= SUPPLIED PASSAGE =
****************
# Sticky  Getting rid of Green spot algae



## neven

If your tank is experiencing green spot algae on plants, likely its due to low phosphates. If its on the glass but not on the plants, then just clean the glass, you are doing fine 

Heres several ways to treat the problem.

*Tank treatment*, increase Phosphate dosing slightly in your EI fert regime.

*Spot Treatment.* Turn off filter, _use a, b, or c._ wait 5 minutes, turn on filter.

_a)_ If you have your phosphate mixed into a solution, you can turn off your filter and dose your phosphates directly on the area thats affected.

_b)_ If you have dry kh2p04, mix your EI dose with tank water just enough to make it dissolve. then pipette/syringe it onto affected area.

_c)_ If you you do not have a phosphate solution, your alternative is Fleet Enema. use 0.3 ml of enema per 10 gallons. Do this daily until its gone since you have no fert regime. Water change every third day 50% to help keep the phosphates from getting out of control during this treatment.

For _options a and b,_ if it keeps coming back on said area quickly, then you need to up the phosphates in your dosing regime. unless you are fine with spot treating the area every dose.
for _option C,_ you run a risk of bottoming out on nitrates during the treatment sue to your lack of regular macro dosing. A high fish load counters this affect. If you have java ferns, this can cause them to blacken at the tips and melt a bit if the nitrates keep bottoming out. The plus side is the baffled look you get from the store clerk when you say, "no im not plugged up, its for my fish tank"


----------



## stonedaquarium

neven, how long would it take to find out if the phosphate dosing is working using the tank treatment? i just increased the amount of my Kpho4 dosing today.


----------



## neven

Theres never an exact time frame. For EI dosing, i always recommend doing your normal dose like a spot treatment over the areas that keep getting green spot. Anubias and Alternanthera reineckii are a couple plants prone to green spot. Often that is enough to keep it at bay. Sometimes its the spot treatment combined with increasing phosphate dosing permanently, if nitrate deficiency issues develop from this, consider doing one larger dose once a week routinely. This is all just a guideline for people to know where to start, let them know there is a reason it appears so easily sometimes.
****************
= AVAILABLE DATA =

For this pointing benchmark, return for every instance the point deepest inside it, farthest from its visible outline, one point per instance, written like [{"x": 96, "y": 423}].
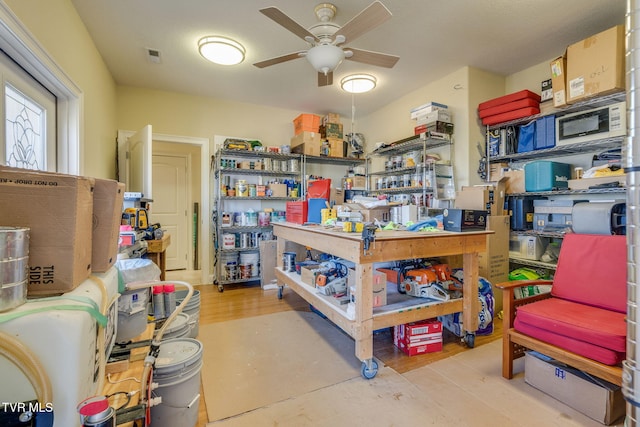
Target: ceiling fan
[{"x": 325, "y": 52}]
****************
Answer these questions about the green spot algae thread above.
(a) How much Fleet Enema does the thread say to use per 10 gallons?
(b) How often, and at what percentage, should water be changed during the enema treatment?
(c) Which two plants are named as prone to green spot?

(a) 0.3 ml.
(b) Every third day, 50%.
(c) Anubias and Alternanthera reineckii.